### WORK INSTRUCTIONS
Only certain lines below are wanted: those starting at the line containing "Target: lichen-covered rock" and ending at the line containing "one marker per instance, written like [613,473]", both included, each retyped exactly.

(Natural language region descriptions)
● ● ● ●
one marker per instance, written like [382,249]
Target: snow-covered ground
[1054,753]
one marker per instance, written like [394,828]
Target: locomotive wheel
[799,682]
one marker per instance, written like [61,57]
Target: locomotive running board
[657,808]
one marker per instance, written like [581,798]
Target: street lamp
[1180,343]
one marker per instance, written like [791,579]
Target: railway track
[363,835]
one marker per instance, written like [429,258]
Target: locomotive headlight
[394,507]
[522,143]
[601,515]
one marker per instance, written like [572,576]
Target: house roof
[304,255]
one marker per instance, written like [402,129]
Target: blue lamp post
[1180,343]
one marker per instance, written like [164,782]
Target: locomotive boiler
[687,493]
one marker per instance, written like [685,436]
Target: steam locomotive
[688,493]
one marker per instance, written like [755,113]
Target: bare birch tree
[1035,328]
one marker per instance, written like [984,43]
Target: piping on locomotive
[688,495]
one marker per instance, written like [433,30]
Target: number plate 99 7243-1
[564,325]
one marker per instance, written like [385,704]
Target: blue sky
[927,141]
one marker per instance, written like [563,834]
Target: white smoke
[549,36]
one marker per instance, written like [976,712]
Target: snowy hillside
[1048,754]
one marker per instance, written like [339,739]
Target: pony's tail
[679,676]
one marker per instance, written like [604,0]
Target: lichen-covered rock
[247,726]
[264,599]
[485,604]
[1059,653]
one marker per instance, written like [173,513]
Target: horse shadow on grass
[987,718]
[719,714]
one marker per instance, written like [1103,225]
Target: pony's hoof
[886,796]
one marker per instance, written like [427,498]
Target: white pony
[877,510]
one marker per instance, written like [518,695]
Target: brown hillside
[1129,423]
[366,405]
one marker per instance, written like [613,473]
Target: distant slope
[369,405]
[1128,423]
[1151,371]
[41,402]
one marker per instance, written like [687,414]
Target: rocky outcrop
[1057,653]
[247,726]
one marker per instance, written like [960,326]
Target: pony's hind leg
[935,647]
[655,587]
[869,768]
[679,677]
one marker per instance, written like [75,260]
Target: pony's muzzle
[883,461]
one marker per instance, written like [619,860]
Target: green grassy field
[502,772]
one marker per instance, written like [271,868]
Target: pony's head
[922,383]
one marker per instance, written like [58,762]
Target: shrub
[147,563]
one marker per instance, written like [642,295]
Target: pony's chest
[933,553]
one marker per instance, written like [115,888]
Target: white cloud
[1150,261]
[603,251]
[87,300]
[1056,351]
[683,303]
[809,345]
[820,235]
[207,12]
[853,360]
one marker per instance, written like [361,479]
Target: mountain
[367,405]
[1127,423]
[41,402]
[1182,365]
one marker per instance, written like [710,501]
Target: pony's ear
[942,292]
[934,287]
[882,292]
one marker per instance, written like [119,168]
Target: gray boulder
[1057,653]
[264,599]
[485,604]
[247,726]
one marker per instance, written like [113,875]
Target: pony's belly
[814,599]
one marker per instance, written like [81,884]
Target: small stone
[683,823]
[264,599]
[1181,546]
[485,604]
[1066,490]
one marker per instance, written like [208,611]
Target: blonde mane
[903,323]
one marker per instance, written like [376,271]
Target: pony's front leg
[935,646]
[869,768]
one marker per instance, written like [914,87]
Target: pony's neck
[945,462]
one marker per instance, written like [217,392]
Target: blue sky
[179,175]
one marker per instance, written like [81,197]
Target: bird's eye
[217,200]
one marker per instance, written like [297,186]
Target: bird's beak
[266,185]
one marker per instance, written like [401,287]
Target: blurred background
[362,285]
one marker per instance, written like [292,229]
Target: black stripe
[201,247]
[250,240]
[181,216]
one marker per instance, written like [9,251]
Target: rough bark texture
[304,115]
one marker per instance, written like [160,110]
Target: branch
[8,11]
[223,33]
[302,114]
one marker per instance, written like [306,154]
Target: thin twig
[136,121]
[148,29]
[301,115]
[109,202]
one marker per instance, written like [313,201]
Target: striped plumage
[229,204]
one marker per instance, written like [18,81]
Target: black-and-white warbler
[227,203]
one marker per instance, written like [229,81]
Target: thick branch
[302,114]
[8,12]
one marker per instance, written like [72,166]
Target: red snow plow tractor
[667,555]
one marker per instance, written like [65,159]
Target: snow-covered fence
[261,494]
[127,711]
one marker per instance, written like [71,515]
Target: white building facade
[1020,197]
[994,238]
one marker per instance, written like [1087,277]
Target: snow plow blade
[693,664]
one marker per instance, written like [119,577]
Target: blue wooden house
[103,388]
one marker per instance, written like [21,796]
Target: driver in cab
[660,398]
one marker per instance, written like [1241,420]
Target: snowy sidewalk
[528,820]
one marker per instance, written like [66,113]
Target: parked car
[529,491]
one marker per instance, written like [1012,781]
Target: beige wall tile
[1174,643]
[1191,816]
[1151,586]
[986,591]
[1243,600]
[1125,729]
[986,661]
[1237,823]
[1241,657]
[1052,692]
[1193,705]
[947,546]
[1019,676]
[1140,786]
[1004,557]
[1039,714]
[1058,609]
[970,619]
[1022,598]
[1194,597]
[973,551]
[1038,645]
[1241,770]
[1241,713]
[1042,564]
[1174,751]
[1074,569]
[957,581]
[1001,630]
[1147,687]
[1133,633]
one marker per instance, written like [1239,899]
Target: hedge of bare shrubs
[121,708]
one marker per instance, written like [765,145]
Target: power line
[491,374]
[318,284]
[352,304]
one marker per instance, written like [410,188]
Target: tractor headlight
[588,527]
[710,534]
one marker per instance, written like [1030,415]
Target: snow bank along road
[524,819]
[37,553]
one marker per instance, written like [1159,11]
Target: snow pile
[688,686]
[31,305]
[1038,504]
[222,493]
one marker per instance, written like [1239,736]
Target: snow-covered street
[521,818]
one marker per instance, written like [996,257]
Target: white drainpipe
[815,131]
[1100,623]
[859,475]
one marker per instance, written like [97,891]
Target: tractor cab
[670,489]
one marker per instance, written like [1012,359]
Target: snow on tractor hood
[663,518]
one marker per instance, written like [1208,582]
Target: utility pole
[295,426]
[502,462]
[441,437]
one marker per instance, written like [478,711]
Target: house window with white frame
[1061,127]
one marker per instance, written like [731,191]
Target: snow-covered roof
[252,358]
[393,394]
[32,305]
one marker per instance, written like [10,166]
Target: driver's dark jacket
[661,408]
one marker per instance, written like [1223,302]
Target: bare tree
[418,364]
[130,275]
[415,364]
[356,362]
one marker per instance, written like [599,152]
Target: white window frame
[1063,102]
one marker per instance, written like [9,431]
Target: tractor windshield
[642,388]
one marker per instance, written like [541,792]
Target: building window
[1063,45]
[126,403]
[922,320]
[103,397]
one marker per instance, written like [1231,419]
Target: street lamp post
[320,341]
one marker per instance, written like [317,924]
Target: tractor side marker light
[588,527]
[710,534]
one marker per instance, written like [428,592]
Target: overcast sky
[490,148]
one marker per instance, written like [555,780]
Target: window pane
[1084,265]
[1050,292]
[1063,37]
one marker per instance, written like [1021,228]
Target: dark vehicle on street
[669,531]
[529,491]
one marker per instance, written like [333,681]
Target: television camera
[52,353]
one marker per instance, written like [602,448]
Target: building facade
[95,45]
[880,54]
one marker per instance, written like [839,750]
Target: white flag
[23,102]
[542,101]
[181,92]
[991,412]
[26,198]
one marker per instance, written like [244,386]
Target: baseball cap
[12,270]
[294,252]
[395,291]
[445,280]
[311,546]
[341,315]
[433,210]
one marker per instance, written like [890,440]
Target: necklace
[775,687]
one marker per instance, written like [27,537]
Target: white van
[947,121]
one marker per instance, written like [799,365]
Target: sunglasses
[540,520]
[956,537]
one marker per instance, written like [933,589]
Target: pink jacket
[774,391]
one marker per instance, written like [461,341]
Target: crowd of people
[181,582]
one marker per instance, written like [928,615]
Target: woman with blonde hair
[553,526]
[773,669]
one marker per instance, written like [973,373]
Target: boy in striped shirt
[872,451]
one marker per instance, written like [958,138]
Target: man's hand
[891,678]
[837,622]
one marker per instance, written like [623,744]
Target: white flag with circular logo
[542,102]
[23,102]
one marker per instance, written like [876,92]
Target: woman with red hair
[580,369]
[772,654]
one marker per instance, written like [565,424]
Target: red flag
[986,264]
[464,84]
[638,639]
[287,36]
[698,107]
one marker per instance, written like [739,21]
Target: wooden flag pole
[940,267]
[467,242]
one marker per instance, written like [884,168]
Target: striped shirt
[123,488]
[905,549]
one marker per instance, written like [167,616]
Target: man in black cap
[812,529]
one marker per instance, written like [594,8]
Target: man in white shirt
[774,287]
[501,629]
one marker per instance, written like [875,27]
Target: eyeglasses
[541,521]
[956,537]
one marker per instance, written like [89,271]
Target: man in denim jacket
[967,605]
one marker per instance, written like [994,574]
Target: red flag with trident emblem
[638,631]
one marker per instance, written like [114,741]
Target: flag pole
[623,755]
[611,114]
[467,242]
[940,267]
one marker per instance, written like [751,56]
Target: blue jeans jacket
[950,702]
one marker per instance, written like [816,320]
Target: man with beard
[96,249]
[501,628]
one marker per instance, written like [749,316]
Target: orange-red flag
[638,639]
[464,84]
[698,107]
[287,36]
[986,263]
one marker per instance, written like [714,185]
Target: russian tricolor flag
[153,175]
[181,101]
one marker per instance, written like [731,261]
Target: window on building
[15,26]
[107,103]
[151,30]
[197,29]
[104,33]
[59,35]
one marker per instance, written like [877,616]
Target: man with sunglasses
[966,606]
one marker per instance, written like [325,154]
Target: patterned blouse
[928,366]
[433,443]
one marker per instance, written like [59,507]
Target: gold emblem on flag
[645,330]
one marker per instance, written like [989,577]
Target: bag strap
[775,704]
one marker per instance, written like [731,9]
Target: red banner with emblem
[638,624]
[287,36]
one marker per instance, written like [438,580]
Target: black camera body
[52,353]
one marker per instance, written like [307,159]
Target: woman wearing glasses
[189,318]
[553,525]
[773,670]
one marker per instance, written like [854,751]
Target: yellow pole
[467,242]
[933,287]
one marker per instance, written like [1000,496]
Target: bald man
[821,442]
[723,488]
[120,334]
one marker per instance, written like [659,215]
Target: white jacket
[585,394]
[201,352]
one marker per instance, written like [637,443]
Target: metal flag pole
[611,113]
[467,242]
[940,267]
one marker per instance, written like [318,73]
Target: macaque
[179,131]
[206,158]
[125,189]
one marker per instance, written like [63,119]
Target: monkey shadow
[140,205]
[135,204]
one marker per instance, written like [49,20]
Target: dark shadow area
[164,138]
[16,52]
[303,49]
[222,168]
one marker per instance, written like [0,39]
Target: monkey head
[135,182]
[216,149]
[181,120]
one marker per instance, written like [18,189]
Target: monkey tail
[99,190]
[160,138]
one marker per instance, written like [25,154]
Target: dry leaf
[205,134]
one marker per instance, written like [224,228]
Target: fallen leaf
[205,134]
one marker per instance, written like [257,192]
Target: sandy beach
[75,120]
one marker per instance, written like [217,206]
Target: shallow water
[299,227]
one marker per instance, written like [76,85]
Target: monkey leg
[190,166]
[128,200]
● ● ● ●
### SOLUTION
Target: lichen-covered rock
[247,726]
[264,599]
[485,604]
[1059,653]
one marker per instance, written like [173,513]
Target: horse shadow on grass
[987,718]
[719,714]
one marker per instance, written like [1103,225]
Target: pony's hoof
[886,796]
one marker per instance, written like [427,498]
Target: white pony
[877,510]
one marker per instance, written like [518,695]
Target: brown hillside
[1129,423]
[366,405]
one marker per instance, written like [613,473]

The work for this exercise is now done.